**AIM:** Pick out each line below that contains the word "range" and copy those lines out in full.

· · · · ·

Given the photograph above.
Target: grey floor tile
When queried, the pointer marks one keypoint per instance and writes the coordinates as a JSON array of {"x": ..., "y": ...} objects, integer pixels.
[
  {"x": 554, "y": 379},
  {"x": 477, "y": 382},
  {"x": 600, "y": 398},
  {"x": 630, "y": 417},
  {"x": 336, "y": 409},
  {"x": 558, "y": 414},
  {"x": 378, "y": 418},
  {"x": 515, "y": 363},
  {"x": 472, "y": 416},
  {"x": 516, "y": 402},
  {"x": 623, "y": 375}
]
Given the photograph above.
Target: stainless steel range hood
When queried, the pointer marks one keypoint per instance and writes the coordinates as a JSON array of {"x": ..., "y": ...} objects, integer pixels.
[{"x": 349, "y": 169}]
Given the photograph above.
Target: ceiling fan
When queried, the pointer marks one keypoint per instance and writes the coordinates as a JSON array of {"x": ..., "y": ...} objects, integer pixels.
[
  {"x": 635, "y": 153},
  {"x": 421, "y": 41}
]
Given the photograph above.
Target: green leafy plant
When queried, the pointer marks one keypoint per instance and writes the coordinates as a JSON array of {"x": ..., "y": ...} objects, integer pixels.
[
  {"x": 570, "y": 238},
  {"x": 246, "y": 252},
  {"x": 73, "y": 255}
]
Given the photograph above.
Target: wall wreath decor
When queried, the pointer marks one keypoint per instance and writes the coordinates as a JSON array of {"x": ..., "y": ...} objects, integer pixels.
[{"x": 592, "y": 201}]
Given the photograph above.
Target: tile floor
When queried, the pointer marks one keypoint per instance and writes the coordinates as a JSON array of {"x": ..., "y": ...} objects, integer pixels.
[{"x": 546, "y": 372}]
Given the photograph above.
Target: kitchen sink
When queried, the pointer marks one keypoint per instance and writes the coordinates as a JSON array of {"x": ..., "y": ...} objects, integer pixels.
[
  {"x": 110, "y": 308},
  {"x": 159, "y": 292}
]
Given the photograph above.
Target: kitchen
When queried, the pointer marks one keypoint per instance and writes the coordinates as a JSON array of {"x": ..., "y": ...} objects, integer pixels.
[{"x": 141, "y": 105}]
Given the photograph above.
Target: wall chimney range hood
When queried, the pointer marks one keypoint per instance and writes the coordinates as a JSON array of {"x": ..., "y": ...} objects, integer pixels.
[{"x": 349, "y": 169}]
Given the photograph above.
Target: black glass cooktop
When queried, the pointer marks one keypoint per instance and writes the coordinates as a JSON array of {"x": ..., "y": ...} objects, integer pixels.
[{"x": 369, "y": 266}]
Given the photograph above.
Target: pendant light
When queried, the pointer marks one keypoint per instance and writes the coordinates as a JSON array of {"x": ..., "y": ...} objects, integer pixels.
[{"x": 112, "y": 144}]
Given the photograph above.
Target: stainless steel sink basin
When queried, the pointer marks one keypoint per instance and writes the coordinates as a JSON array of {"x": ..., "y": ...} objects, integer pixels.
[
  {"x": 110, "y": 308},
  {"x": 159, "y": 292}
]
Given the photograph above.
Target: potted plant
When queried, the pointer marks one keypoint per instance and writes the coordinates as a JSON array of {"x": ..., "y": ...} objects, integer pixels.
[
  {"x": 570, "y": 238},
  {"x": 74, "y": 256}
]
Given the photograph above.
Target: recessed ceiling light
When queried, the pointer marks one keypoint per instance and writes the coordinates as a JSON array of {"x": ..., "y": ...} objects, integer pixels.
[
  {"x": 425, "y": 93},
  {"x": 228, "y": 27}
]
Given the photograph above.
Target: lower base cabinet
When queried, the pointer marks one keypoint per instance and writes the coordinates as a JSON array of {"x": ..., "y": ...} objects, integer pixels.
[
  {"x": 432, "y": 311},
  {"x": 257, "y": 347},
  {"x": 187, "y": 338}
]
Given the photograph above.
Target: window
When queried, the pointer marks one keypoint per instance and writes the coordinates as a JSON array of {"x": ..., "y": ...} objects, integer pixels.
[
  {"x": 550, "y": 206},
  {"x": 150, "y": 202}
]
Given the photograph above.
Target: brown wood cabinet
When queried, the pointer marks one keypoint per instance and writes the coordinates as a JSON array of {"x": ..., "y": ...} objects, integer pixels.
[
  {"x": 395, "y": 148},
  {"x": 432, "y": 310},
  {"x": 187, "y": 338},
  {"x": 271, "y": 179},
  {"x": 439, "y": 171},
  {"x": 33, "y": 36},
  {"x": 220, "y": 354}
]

· · · · ·

**SOLUTION TO THE EXERCISE:**
Target: stainless steel range hood
Target: wall chimney range hood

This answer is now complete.